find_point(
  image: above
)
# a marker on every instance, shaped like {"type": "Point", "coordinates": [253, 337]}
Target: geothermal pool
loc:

# # # # #

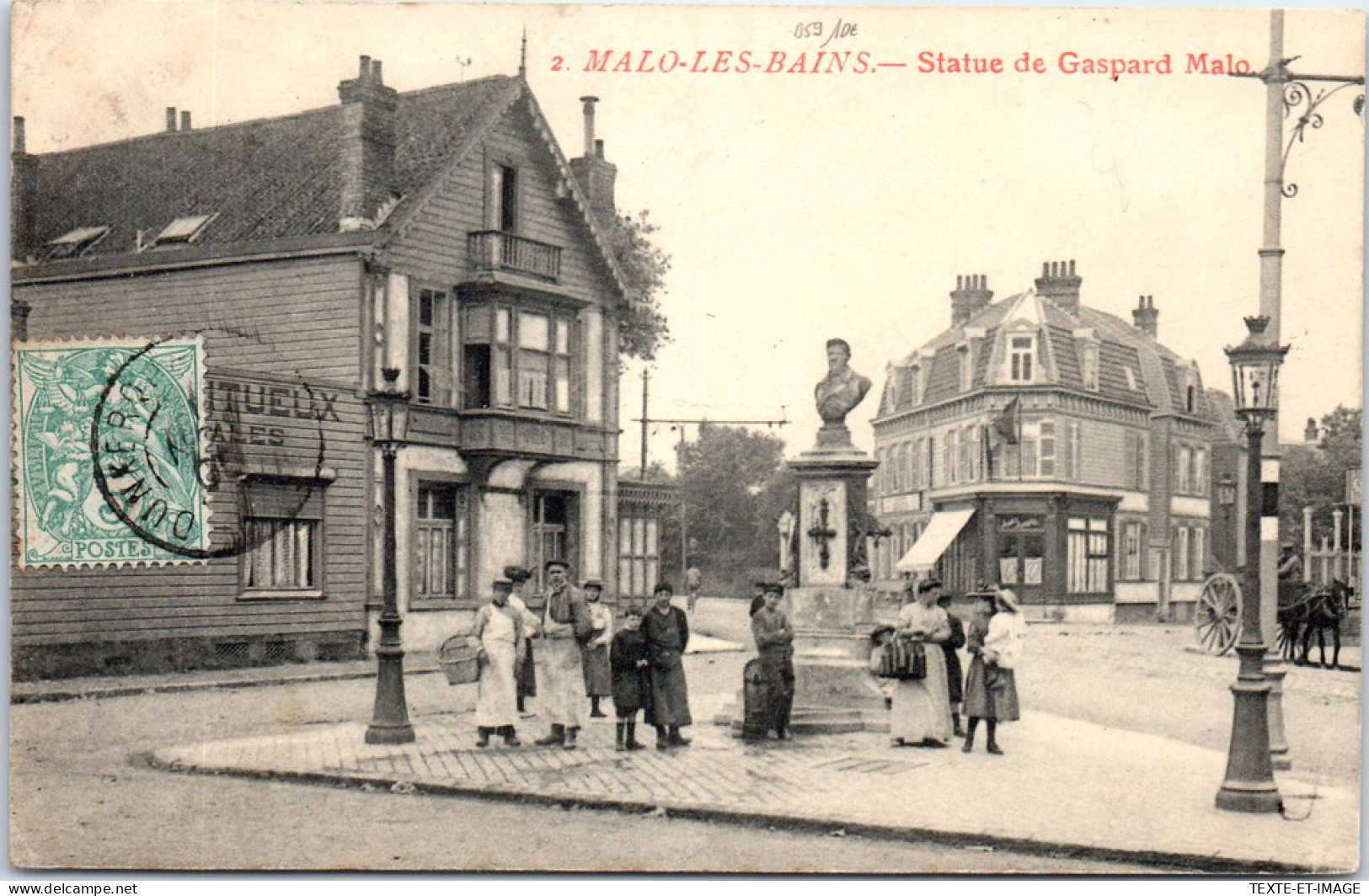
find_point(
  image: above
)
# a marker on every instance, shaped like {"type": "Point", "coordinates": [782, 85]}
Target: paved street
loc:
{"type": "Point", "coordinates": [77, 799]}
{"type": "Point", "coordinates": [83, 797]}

# # # # #

=== Given task ===
Please find every line above that contains the word "instance" and copy each one in full, treating uppercase and lowercase letters as different.

=== Output below ===
# a marker on every instance, shaped like {"type": "Point", "coordinates": [253, 337]}
# a marker on every instance, shaped like {"type": "Point", "coordinates": [782, 85]}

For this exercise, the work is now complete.